(Data entries)
● ● ● ● ● ● ●
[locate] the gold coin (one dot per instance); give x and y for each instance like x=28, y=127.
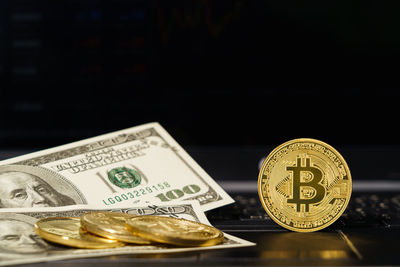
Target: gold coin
x=174, y=231
x=67, y=231
x=111, y=225
x=304, y=185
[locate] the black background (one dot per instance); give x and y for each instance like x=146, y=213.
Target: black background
x=218, y=73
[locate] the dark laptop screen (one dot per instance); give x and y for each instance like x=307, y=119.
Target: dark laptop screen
x=212, y=72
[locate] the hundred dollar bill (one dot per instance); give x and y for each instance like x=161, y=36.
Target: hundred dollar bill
x=19, y=244
x=138, y=165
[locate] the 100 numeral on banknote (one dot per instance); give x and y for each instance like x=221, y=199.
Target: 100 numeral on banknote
x=143, y=164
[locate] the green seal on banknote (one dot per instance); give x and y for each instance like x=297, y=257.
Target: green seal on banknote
x=124, y=177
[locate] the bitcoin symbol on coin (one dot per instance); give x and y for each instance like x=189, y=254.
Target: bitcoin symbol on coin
x=304, y=185
x=303, y=197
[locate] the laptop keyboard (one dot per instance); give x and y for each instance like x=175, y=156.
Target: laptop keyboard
x=364, y=210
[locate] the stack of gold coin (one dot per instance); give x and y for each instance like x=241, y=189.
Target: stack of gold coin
x=114, y=229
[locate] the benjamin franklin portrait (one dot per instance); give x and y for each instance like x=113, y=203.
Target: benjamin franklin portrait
x=26, y=186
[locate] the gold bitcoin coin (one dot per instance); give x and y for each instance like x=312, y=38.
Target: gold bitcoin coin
x=67, y=231
x=174, y=231
x=110, y=225
x=304, y=185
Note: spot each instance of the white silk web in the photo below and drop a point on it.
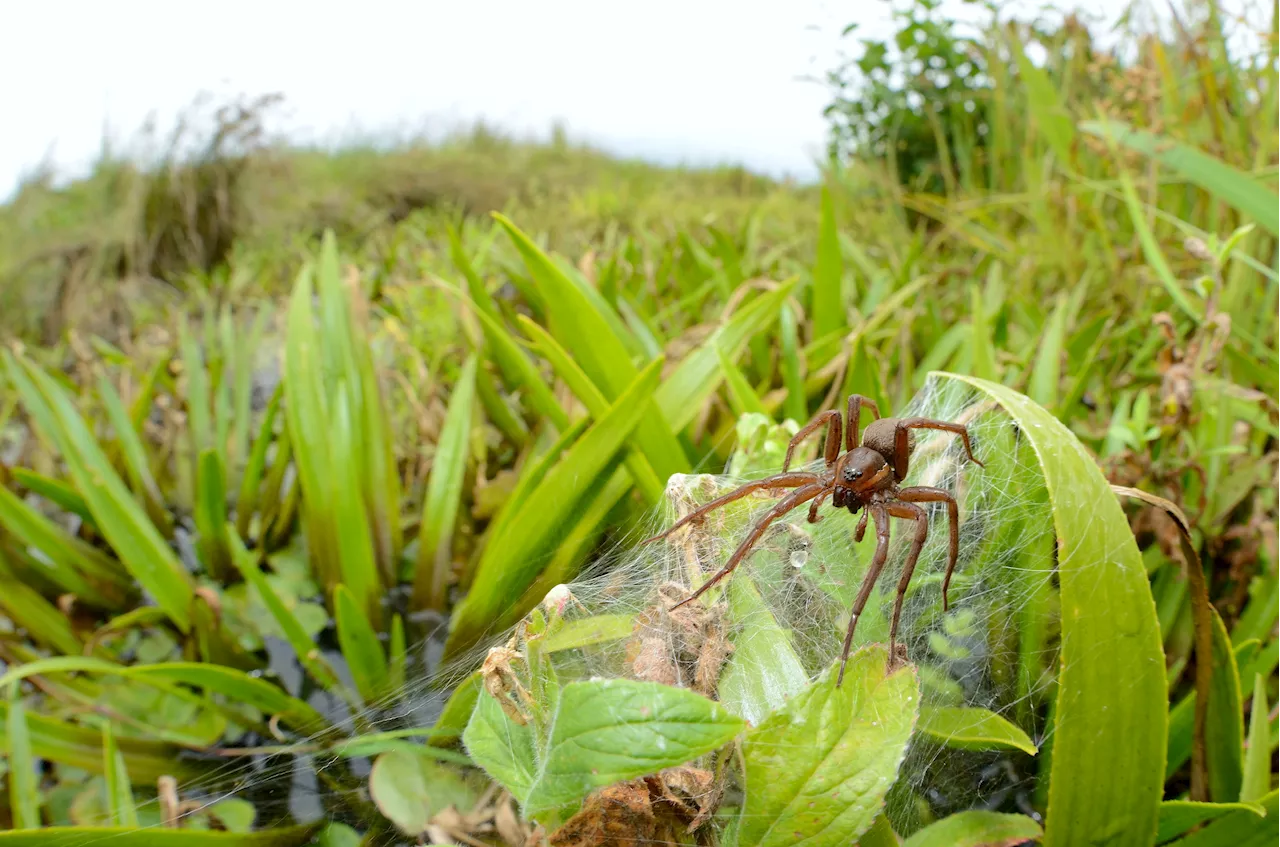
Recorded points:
(995, 649)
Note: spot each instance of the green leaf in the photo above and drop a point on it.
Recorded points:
(1178, 816)
(743, 397)
(502, 747)
(510, 562)
(597, 406)
(1047, 370)
(155, 837)
(1229, 184)
(81, 747)
(828, 271)
(360, 648)
(1224, 722)
(119, 517)
(1240, 828)
(1106, 775)
(295, 632)
(23, 792)
(607, 731)
(586, 325)
(1045, 104)
(818, 769)
(1257, 759)
(972, 728)
(688, 388)
(444, 494)
(977, 829)
(119, 797)
(410, 788)
(763, 671)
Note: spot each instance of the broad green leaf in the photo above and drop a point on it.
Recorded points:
(1047, 371)
(28, 609)
(583, 632)
(360, 648)
(234, 685)
(23, 792)
(410, 788)
(743, 397)
(817, 770)
(81, 747)
(76, 566)
(156, 837)
(1229, 184)
(1240, 828)
(789, 361)
(763, 671)
(607, 731)
(503, 747)
(1106, 774)
(444, 493)
(1257, 759)
(972, 728)
(295, 632)
(828, 271)
(119, 796)
(1045, 104)
(977, 829)
(510, 562)
(638, 463)
(211, 514)
(1178, 816)
(119, 517)
(1224, 720)
(684, 392)
(581, 320)
(132, 451)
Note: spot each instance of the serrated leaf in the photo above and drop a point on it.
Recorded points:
(817, 770)
(499, 745)
(612, 729)
(972, 728)
(763, 671)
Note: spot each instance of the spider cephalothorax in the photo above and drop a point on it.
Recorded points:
(865, 476)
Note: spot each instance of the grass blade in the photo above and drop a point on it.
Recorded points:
(444, 494)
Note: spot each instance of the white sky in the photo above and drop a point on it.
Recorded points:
(695, 81)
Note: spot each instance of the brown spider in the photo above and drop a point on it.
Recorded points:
(865, 475)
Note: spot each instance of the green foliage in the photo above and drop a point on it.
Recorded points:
(1082, 228)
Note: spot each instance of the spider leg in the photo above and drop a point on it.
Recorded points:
(831, 419)
(923, 494)
(860, 530)
(817, 504)
(856, 403)
(868, 582)
(786, 504)
(922, 534)
(903, 445)
(778, 481)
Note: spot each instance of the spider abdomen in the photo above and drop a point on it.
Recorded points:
(880, 436)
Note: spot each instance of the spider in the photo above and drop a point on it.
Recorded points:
(865, 475)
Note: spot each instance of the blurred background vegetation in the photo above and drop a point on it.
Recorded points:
(222, 429)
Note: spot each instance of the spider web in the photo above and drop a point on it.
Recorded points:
(995, 648)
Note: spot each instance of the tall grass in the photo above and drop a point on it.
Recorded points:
(328, 440)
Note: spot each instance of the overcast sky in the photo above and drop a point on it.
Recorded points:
(675, 79)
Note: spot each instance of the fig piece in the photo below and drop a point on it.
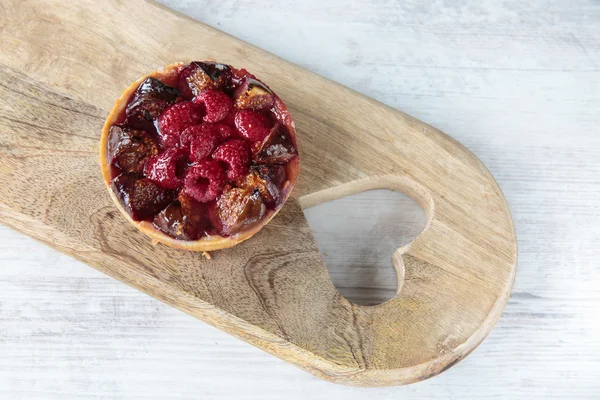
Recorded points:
(276, 148)
(183, 219)
(150, 99)
(239, 208)
(199, 76)
(129, 149)
(268, 179)
(253, 95)
(140, 198)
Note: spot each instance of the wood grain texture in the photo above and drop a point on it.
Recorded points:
(500, 78)
(274, 291)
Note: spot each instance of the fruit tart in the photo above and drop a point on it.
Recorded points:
(199, 156)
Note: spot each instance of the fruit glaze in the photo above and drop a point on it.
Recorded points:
(199, 156)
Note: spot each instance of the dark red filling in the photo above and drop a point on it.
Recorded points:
(206, 157)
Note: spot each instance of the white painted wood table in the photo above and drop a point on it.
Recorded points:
(517, 82)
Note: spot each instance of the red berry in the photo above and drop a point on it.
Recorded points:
(167, 169)
(200, 141)
(217, 104)
(204, 181)
(236, 154)
(175, 119)
(229, 120)
(225, 132)
(252, 125)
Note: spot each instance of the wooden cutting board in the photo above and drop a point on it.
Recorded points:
(62, 65)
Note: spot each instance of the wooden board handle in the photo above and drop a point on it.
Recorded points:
(274, 290)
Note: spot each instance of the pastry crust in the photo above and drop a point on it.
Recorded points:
(206, 243)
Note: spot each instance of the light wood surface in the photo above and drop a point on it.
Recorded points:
(273, 292)
(69, 332)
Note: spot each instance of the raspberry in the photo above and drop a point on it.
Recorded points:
(217, 104)
(175, 119)
(236, 154)
(203, 144)
(252, 125)
(140, 197)
(253, 95)
(150, 99)
(204, 181)
(167, 169)
(225, 132)
(128, 149)
(276, 148)
(229, 120)
(200, 141)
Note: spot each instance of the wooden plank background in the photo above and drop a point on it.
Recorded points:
(517, 82)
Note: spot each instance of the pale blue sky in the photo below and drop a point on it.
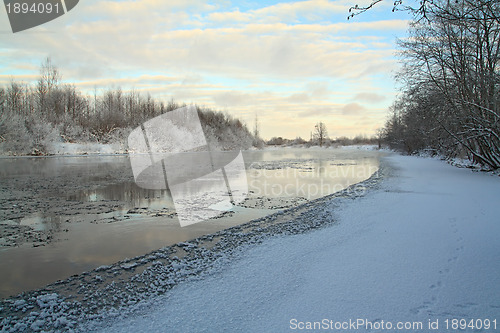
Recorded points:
(291, 63)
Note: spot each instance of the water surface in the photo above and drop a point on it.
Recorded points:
(91, 213)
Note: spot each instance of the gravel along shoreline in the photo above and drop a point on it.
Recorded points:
(120, 288)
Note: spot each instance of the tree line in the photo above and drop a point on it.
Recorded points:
(450, 101)
(32, 116)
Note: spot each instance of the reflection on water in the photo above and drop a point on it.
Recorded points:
(105, 224)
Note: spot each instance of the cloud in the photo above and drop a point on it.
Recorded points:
(369, 97)
(352, 109)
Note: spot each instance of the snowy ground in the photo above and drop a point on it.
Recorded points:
(423, 248)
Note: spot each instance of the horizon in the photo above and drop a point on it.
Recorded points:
(290, 64)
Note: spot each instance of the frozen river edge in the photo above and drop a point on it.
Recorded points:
(121, 287)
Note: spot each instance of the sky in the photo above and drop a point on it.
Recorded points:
(290, 64)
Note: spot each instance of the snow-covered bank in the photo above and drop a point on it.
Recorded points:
(422, 247)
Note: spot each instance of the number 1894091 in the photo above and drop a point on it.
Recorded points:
(34, 8)
(474, 324)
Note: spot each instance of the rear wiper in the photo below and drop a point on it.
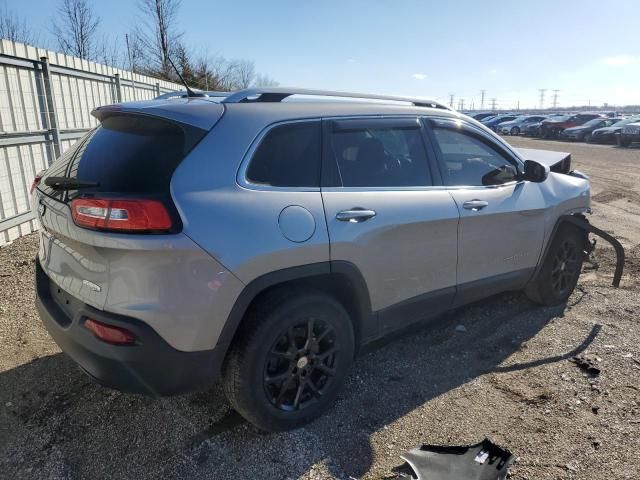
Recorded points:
(67, 183)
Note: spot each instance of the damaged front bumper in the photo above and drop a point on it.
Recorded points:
(482, 461)
(582, 223)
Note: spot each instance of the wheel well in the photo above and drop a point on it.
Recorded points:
(338, 285)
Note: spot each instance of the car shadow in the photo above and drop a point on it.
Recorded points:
(55, 419)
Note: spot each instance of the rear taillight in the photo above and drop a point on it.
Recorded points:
(132, 215)
(36, 181)
(109, 333)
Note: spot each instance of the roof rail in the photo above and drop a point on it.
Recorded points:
(279, 94)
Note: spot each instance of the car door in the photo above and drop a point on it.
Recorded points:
(385, 216)
(501, 228)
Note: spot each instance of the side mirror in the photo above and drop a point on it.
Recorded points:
(534, 171)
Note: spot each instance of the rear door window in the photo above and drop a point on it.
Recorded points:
(378, 153)
(468, 160)
(288, 156)
(127, 154)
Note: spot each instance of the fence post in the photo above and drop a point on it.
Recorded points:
(52, 116)
(118, 89)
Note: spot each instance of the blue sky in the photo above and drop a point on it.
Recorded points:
(588, 49)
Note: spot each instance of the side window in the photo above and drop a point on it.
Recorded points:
(470, 161)
(288, 156)
(379, 154)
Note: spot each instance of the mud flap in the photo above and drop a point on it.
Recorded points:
(585, 225)
(483, 461)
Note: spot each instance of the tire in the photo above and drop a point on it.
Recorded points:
(560, 269)
(274, 375)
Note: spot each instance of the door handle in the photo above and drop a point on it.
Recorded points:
(475, 205)
(355, 215)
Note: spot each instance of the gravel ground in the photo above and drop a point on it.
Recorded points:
(507, 376)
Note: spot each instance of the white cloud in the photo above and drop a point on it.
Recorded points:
(620, 60)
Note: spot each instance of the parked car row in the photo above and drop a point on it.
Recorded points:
(583, 127)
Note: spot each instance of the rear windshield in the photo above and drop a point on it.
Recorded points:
(126, 154)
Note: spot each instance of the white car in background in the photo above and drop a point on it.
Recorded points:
(517, 125)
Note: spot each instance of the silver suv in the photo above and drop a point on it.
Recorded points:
(262, 240)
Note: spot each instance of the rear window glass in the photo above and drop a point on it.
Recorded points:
(127, 154)
(380, 157)
(288, 156)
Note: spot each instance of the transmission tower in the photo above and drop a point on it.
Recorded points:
(542, 90)
(555, 98)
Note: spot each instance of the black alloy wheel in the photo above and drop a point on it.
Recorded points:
(300, 365)
(565, 268)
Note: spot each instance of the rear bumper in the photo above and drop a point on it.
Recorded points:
(151, 366)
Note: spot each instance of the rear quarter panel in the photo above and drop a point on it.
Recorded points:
(239, 226)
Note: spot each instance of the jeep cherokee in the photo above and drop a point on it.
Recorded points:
(262, 241)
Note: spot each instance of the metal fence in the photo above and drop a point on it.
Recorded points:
(46, 99)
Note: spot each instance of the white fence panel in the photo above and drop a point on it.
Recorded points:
(28, 129)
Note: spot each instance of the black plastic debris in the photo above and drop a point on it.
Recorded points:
(483, 461)
(587, 364)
● ● ● ● ● ● ●
### What is expected
Match on "window" and report each line of the data above that has it.

### Solution for this problem
Note: spot each instance of the rear door window in the photo above and drop a point on it.
Note: spot each instance of the side window in the photo above and drop a point on it.
Note: spot each instance of the rear window glass in the photo above and drop a point on it.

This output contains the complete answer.